Please write out all of the entries beneath this line exactly, skipping the pictures.

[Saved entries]
-- Opening Marker --

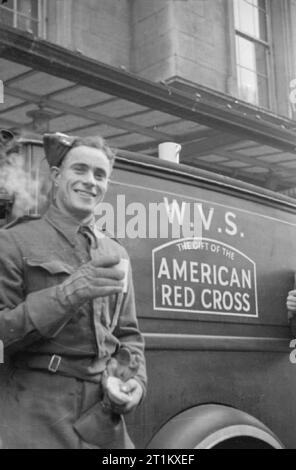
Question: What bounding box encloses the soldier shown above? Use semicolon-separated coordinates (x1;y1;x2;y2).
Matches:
0;132;147;449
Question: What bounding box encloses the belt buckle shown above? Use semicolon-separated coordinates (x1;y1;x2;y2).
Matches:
48;354;61;373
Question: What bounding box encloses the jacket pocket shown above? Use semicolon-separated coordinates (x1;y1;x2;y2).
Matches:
23;258;74;293
73;401;134;449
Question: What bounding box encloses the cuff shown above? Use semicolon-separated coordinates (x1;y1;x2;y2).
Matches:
26;285;78;338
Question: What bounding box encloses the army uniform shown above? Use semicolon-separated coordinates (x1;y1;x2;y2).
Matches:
0;204;147;449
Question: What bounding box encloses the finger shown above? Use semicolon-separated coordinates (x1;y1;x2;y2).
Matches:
91;266;125;281
288;290;296;296
287;304;296;312
121;392;141;413
91;255;121;268
93;286;123;297
90;277;124;287
107;388;131;405
287;301;296;308
121;382;137;394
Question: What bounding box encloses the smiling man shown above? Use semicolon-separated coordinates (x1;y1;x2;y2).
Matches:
0;132;147;449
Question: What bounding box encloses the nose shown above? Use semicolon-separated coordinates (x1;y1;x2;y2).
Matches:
83;170;96;187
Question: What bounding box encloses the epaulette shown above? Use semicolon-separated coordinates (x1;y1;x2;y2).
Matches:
3;214;41;229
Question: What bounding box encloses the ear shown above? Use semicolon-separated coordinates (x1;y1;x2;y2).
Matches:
50;166;61;186
0;129;14;144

-- Closing Marker --

> [Solution for this task]
Question: What bounding box encloses the soldier shown above? Use semicolon-separated coordinates (x1;y1;x2;y2).
Matches:
0;132;147;449
Question: What bounding box encloses the belt buckle shown above? Use semicolon-separated coordinates (x1;y1;x2;y2).
Matches:
48;354;61;373
Question: What bounding box encloses the jacket pocket shown above? Use semicolon-separated coordinates (x1;y1;x2;y2).
Matches:
23;258;74;293
73;401;134;449
Question: What bounding box encloses the cuff shown above? Use semicolon-separated coordinates (x1;y1;x2;y2).
Matches:
26;285;78;338
Question: What bounding box encloses the army uniform shown above? Use semicolon-separated coordinates (x1;y1;x2;y2).
Matches:
0;204;147;449
Question: What bounding box encloses the finger shown above? Use semicolon-separated coordinates (x1;y1;x2;y2).
Matches:
91;266;125;281
288;290;296;296
287;304;296;312
121;392;141;413
91;255;121;268
93;286;123;297
90;277;124;287
107;388;131;405
287;301;296;308
121;382;137;394
Question: What bounding box encloses the smiling man shown above? Use semicolon-separated coordinates (x1;y1;x2;y2).
Matches:
0;132;147;449
Question: What bounding box encloses the nose shown above? Use semicolon-separated coordinates (x1;y1;x2;y2).
Matches:
83;170;96;187
Question: What bounding box encloses the epaulette shown above? Use semicolon-separated coordinates (x1;y1;x2;y2).
Matches:
3;214;41;229
Question: What bounding box encloses the ear shown above? Use semicolon-separated coordinates (x1;y1;x2;y2).
Matches:
50;166;61;186
0;129;14;144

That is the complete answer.